• REQUIREMENT: Please copy word for word the stretch from the line containing "the hanging sign" through the end of the items below.

• Entries from a dataset:
[start]

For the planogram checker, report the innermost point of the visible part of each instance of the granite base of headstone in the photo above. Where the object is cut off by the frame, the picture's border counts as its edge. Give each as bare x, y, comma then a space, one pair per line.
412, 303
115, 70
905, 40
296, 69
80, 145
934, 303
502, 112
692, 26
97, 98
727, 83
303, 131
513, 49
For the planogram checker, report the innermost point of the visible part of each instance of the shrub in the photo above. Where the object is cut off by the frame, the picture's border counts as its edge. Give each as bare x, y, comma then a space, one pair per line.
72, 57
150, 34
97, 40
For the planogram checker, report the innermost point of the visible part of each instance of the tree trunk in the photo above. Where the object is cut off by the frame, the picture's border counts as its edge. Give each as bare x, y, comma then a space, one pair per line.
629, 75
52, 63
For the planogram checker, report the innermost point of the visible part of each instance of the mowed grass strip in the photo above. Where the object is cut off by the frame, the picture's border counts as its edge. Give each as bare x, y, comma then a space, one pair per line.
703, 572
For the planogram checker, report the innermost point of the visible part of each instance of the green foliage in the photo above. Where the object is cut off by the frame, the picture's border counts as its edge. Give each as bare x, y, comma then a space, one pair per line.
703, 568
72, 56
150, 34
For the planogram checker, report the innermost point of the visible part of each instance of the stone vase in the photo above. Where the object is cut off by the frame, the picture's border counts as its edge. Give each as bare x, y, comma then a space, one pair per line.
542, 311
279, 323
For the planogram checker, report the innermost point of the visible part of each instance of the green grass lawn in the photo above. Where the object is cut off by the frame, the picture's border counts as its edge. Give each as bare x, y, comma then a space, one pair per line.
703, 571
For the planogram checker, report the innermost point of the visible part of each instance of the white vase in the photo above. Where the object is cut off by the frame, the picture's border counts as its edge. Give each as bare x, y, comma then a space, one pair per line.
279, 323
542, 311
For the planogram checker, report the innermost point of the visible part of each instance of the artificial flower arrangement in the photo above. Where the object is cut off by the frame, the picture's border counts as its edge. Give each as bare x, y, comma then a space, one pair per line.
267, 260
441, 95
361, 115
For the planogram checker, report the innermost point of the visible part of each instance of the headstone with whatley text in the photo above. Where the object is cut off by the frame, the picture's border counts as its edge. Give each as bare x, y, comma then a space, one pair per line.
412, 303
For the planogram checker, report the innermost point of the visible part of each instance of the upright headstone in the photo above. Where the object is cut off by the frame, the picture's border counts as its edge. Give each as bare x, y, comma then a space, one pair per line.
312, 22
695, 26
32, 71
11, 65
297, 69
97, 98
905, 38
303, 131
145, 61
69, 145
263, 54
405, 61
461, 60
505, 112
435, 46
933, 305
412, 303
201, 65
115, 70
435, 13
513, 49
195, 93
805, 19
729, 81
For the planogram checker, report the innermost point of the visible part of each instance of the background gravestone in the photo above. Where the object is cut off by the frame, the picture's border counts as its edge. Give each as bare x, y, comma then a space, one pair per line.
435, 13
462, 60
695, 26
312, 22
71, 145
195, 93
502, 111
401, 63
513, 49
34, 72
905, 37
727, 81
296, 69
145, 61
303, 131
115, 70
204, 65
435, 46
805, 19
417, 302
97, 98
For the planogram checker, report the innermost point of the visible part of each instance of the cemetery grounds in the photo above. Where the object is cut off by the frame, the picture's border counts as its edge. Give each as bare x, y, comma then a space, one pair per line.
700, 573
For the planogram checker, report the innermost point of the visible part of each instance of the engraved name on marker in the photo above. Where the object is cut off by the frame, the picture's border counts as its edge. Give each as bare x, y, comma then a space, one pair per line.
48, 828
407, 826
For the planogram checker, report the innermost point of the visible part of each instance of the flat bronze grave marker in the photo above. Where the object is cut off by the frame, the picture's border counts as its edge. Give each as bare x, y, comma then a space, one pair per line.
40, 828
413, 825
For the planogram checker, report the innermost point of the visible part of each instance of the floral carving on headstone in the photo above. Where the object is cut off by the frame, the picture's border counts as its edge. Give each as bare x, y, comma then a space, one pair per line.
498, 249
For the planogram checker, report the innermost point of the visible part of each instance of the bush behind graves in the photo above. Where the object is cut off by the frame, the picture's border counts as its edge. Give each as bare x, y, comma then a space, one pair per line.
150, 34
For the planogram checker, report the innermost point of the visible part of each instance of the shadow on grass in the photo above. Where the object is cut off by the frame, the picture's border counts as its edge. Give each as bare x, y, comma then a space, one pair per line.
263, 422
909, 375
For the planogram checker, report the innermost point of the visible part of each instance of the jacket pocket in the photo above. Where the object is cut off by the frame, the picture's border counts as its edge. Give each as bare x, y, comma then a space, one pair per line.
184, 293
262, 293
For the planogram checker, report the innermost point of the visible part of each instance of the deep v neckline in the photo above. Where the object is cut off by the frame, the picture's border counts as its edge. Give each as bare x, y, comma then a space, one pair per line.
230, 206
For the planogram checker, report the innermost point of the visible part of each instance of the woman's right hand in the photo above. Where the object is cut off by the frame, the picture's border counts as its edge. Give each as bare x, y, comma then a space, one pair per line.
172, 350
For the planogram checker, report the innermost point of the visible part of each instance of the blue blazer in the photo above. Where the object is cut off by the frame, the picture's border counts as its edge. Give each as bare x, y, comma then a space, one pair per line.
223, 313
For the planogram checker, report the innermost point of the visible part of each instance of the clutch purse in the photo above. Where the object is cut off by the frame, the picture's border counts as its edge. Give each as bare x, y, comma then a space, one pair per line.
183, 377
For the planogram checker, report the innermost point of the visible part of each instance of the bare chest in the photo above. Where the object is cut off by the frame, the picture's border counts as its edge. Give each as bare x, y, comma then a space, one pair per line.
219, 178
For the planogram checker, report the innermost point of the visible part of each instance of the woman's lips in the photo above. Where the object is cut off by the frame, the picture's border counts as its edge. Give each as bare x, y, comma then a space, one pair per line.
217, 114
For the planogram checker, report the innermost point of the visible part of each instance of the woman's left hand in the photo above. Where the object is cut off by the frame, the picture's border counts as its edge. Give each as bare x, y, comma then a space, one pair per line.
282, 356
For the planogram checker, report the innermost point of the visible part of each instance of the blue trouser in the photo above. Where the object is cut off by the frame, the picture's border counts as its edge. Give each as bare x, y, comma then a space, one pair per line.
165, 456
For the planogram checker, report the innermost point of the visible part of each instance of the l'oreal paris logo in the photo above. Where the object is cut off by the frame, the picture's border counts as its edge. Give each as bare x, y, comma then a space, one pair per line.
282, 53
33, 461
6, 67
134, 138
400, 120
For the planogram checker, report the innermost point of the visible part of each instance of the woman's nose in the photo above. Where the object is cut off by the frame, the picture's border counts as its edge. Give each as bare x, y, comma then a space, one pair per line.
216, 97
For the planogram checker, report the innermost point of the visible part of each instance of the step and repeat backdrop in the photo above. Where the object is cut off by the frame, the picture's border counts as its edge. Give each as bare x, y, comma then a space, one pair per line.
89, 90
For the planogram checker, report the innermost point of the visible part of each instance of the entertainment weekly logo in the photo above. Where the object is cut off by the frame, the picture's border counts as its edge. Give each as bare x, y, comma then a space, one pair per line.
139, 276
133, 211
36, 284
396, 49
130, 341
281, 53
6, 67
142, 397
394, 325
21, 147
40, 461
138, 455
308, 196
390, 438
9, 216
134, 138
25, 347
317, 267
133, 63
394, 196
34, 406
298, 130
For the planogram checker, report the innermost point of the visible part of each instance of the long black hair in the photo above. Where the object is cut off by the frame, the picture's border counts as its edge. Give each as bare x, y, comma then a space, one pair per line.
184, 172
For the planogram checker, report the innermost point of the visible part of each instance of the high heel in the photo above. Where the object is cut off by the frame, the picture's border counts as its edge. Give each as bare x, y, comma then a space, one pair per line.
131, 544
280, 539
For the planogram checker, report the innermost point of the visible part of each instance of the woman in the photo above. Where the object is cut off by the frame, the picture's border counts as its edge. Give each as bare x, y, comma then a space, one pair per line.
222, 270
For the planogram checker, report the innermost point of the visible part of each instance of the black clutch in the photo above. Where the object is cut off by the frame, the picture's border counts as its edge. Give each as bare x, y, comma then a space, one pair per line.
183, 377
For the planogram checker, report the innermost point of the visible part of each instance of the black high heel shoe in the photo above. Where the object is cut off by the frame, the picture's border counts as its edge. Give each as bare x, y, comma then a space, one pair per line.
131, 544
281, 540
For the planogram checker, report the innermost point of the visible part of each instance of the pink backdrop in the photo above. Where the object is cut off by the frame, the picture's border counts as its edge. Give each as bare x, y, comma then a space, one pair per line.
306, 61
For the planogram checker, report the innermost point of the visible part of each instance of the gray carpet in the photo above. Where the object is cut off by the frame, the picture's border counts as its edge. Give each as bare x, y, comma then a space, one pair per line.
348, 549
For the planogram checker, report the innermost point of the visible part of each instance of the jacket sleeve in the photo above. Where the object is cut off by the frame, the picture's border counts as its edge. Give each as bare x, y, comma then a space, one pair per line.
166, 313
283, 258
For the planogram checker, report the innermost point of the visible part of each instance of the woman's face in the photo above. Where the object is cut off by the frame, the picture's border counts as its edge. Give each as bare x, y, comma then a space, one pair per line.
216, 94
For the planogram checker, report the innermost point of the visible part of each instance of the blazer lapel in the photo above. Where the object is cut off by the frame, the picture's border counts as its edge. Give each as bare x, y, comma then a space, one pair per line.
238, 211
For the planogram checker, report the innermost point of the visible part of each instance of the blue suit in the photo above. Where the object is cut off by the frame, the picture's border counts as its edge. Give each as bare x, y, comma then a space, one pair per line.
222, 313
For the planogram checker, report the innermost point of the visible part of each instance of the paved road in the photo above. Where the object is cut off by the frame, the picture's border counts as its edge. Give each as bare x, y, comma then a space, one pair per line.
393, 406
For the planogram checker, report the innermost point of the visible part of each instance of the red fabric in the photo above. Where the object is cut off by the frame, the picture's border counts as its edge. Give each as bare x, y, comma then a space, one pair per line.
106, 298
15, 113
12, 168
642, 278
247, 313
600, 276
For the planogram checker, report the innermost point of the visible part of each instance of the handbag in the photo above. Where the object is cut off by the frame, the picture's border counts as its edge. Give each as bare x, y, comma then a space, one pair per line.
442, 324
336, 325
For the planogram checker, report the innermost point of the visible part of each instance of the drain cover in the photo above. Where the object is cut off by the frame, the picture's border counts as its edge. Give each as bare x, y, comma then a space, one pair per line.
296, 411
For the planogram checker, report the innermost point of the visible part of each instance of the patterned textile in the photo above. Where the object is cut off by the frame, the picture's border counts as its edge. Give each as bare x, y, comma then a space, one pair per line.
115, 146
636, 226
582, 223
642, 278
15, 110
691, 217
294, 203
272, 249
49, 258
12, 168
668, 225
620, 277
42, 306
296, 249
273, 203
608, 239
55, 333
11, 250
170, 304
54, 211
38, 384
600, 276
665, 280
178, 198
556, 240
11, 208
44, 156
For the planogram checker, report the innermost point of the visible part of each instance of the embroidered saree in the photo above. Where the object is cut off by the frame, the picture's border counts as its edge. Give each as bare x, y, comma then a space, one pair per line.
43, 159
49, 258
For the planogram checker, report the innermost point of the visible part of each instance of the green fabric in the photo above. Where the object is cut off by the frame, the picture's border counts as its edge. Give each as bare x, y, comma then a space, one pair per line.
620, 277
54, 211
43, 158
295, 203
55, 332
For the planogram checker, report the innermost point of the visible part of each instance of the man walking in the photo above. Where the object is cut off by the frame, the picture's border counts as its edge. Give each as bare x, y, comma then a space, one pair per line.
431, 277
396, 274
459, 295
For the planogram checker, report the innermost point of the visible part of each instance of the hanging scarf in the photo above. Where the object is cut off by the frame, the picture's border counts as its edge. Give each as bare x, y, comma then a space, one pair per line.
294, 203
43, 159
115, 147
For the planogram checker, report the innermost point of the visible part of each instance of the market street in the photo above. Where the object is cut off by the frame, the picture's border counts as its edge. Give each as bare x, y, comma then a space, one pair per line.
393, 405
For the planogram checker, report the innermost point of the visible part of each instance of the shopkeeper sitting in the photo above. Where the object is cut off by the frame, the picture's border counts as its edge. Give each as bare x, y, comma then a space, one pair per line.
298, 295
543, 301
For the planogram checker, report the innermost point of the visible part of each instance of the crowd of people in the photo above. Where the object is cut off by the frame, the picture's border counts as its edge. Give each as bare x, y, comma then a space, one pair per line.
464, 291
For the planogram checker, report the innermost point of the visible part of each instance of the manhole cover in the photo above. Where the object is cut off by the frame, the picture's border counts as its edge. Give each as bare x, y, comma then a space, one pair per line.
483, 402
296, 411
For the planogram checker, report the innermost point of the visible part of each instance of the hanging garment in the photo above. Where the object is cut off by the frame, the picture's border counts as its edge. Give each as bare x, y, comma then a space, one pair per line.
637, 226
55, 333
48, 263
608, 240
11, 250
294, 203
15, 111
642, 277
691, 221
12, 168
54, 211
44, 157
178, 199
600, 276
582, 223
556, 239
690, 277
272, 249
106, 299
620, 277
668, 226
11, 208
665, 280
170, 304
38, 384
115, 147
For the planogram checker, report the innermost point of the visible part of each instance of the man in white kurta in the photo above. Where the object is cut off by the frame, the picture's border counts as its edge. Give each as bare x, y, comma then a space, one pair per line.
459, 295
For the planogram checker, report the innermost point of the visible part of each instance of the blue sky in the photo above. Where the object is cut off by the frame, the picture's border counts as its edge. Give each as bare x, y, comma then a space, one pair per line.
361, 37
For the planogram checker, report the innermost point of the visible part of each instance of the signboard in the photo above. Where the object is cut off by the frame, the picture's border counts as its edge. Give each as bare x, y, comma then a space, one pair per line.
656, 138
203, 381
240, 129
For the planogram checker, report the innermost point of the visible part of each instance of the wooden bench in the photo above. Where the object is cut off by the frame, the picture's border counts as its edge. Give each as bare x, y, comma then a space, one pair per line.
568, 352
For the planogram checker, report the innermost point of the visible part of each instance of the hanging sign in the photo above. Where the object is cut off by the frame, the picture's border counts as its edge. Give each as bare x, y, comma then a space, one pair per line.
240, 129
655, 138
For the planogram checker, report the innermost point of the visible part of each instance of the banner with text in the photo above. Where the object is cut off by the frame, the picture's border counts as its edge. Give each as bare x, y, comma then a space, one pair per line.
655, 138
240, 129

[end]

• FINAL RESULT:
For the planogram checker, report the innermost point of the visible part of each instance of the hanging sign in the photo above. Where the object is cut off by the frame, the picture's border counts as its edge. Give each as bare x, y, comma then a space, one pair per line.
240, 129
655, 138
For the planogram checker, report the innermost point of the visible part of each instance of the banner with text in the photo above. Where the object is cut off by the frame, the picture's border counts as its edge. Give each as bare x, y, comma then a space, one pair per line.
655, 138
240, 129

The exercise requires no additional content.